Dataset excerpts on pointing to objects:
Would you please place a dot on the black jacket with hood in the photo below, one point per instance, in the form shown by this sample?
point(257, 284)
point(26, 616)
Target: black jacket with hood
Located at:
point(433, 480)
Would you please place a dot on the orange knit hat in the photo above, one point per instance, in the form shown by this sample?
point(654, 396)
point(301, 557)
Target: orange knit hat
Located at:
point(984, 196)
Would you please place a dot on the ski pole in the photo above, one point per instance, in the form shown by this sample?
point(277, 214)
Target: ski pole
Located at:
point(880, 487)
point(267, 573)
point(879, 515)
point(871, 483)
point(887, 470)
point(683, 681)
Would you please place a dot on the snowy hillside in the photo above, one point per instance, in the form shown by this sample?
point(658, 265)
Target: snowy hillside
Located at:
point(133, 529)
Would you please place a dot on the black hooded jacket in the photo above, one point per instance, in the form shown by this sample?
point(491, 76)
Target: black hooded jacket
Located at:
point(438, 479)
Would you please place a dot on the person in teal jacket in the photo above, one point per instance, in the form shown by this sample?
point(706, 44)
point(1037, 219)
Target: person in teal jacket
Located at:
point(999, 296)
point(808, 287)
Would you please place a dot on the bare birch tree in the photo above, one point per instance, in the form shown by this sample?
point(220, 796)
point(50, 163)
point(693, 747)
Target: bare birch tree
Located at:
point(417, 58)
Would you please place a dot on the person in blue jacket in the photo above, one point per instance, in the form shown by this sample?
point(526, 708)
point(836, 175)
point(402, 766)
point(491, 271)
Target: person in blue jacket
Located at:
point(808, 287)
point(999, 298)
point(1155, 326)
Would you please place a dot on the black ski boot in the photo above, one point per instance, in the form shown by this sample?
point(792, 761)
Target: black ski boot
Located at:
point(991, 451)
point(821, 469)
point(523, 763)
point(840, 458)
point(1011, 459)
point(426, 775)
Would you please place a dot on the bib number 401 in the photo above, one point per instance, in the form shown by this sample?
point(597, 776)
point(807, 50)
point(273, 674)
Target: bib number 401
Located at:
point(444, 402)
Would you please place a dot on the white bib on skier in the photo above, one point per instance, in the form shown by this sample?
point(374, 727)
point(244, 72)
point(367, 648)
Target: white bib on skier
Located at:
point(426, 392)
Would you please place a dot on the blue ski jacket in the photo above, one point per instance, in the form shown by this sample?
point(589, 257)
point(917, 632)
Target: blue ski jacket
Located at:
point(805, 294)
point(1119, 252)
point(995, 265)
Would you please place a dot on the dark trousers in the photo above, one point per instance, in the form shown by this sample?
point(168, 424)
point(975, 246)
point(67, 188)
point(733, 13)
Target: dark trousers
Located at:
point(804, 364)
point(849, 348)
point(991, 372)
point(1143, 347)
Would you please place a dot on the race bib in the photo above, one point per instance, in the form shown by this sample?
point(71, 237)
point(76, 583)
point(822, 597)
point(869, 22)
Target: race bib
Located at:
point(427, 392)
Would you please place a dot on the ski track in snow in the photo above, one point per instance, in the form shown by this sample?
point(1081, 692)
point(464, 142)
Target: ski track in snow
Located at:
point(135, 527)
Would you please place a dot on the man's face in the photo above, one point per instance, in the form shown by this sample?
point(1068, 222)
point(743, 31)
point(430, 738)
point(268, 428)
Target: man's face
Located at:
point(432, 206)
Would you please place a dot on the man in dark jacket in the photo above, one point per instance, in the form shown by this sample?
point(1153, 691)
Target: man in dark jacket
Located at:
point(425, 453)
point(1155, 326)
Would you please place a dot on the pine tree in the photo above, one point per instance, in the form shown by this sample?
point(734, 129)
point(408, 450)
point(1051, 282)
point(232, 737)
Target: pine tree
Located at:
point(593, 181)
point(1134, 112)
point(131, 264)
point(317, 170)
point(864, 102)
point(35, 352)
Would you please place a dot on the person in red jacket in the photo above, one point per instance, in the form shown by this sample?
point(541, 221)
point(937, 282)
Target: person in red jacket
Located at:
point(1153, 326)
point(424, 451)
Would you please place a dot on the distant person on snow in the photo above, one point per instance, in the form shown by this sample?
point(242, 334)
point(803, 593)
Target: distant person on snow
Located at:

▸ **Exercise directions**:
Put the lines above into a Markdown table with the columns "Row" and "Line". Give each line its own row number, and leave out any blank lines.

▸ **Answer**:
| Row | Line |
|---|---|
| 1 | Would you please place a dot on the black jacket with hood in the photo below, one point per instance, in the form shown by this sample? |
| 2 | point(257, 284) |
| 3 | point(26, 616) |
| 4 | Target: black jacket with hood |
| 5 | Located at: |
| 6 | point(433, 480) |
| 7 | Would you please place a dot on the orange knit hat in the photo above, one point per instance, in the form shown by this sample? |
| 8 | point(654, 396) |
| 9 | point(301, 557) |
| 10 | Target: orange knit hat |
| 11 | Located at: |
| 12 | point(984, 196) |
| 13 | Would you please place a dot on the ski pole in the photo above, one point per instance, in the form shown by this sample? |
| 14 | point(277, 214) |
| 15 | Target: ski pole |
| 16 | Located at: |
| 17 | point(880, 487) |
| 18 | point(267, 573) |
| 19 | point(879, 515) |
| 20 | point(871, 483) |
| 21 | point(887, 470) |
| 22 | point(683, 681) |
| 23 | Would you please place a dot on the snowy hillside in the photo above, one point per instance, in the form shown by this sample? |
| 24 | point(658, 265) |
| 25 | Target: snowy hillside |
| 26 | Located at: |
| 27 | point(133, 529) |
| 28 | Would you please place a dot on the black hooded jacket in the photo above, one point per instance, in the form shown by this sample? |
| 29 | point(491, 76) |
| 30 | Target: black hooded jacket |
| 31 | Located at: |
| 32 | point(438, 479) |
| 33 | Would you please place a dot on the person in teal jacket in the photo above, one point per instance, in the form shown by this sample? |
| 34 | point(706, 44) |
| 35 | point(1037, 219) |
| 36 | Target: person in teal jacket |
| 37 | Located at: |
| 38 | point(999, 296) |
| 39 | point(808, 287) |
| 40 | Would you please place a dot on the bare birch tree in the photo above, one point per instance, in the form shown by this sample? |
| 41 | point(220, 796) |
| 42 | point(50, 163) |
| 43 | point(693, 747) |
| 44 | Target: bare birch tree |
| 45 | Located at: |
| 46 | point(417, 58) |
| 47 | Would you please place a dot on the person in blue jacket in the photo above, one point per instance, in the form shown by this sample? |
| 48 | point(526, 708) |
| 49 | point(836, 175) |
| 50 | point(402, 766) |
| 51 | point(491, 271) |
| 52 | Target: person in blue jacket |
| 53 | Located at: |
| 54 | point(808, 287) |
| 55 | point(999, 298) |
| 56 | point(1155, 326) |
| 57 | Would you please place a dot on the black ski boot in the photo above, one point per instance, in the form shown by this sample? |
| 58 | point(792, 761) |
| 59 | Target: black ski boot |
| 60 | Located at: |
| 61 | point(991, 451) |
| 62 | point(821, 469) |
| 63 | point(523, 763) |
| 64 | point(840, 458) |
| 65 | point(1011, 459) |
| 66 | point(426, 775) |
| 67 | Would you please place a dot on the bib number 401 in the photo above, one point per instance, in the form shown by this sample? |
| 68 | point(597, 776) |
| 69 | point(807, 50) |
| 70 | point(273, 674) |
| 71 | Target: bib number 401 |
| 72 | Located at: |
| 73 | point(444, 402) |
| 74 | Would you please place a dot on the white bib on skier in the photo above, one point per instance, in the form shown by this sample? |
| 75 | point(374, 727) |
| 76 | point(244, 72) |
| 77 | point(367, 648) |
| 78 | Target: white bib on skier |
| 79 | Located at: |
| 80 | point(426, 392) |
| 81 | Would you please place a dot on the blue ski jacket in the photo above, one point per instance, in the form shown by this sample? |
| 82 | point(589, 257) |
| 83 | point(917, 632) |
| 84 | Target: blue ski jacket |
| 85 | Located at: |
| 86 | point(805, 294) |
| 87 | point(1119, 252) |
| 88 | point(995, 265) |
| 89 | Would you please place a dot on the dark trousers in the photo above, one point per instance, in the form shown by this sample? |
| 90 | point(168, 424) |
| 91 | point(975, 246) |
| 92 | point(67, 188) |
| 93 | point(733, 13) |
| 94 | Target: dark trousers |
| 95 | Located at: |
| 96 | point(804, 364) |
| 97 | point(849, 348) |
| 98 | point(991, 372) |
| 99 | point(1143, 347) |
| 100 | Would you please place a dot on the race bib in the photo above, one point per instance, in the form shown by this sample? |
| 101 | point(71, 237) |
| 102 | point(76, 583) |
| 103 | point(822, 597) |
| 104 | point(869, 22) |
| 105 | Target: race bib |
| 106 | Located at: |
| 107 | point(427, 392) |
| 108 | Would you please place a dot on the ski track in snow in the photo above, one point per instance, in the form shown by this sample? |
| 109 | point(1081, 692) |
| 110 | point(464, 142) |
| 111 | Target: ski track in snow |
| 112 | Located at: |
| 113 | point(135, 527) |
| 114 | Would you please place a dot on the man's face in the photo above, one point per instance, in the form shown by this sample? |
| 115 | point(1068, 222) |
| 116 | point(743, 31) |
| 117 | point(430, 738) |
| 118 | point(268, 428) |
| 119 | Target: man's face |
| 120 | Located at: |
| 121 | point(432, 206) |
| 122 | Would you please place a dot on the man in dark jacket in the photo above, one point per instance, in the form shown by this sample? |
| 123 | point(1153, 691) |
| 124 | Target: man in dark jacket |
| 125 | Located at: |
| 126 | point(425, 453) |
| 127 | point(1155, 326) |
| 128 | Would you please place a dot on the pine tree in the photo above, one point per instance, in the form shown by this sample? |
| 129 | point(734, 129) |
| 130 | point(408, 450) |
| 131 | point(1051, 282) |
| 132 | point(232, 737) |
| 133 | Target: pine tree |
| 134 | Located at: |
| 135 | point(593, 181) |
| 136 | point(1134, 112) |
| 137 | point(131, 264) |
| 138 | point(317, 170) |
| 139 | point(864, 102) |
| 140 | point(35, 352) |
| 141 | Would you please place a dot on the person in red jacket in the photo above, one point per instance, in the form shown by this sample? |
| 142 | point(541, 221) |
| 143 | point(937, 282) |
| 144 | Target: person in red jacket |
| 145 | Located at: |
| 146 | point(1153, 326) |
| 147 | point(424, 451) |
| 148 | Would you please place a dot on the distant person on snow in the photo above, one point per instance, in the form shown by this sample? |
| 149 | point(242, 334) |
| 150 | point(803, 593) |
| 151 | Target: distant person on snow |
| 152 | Located at: |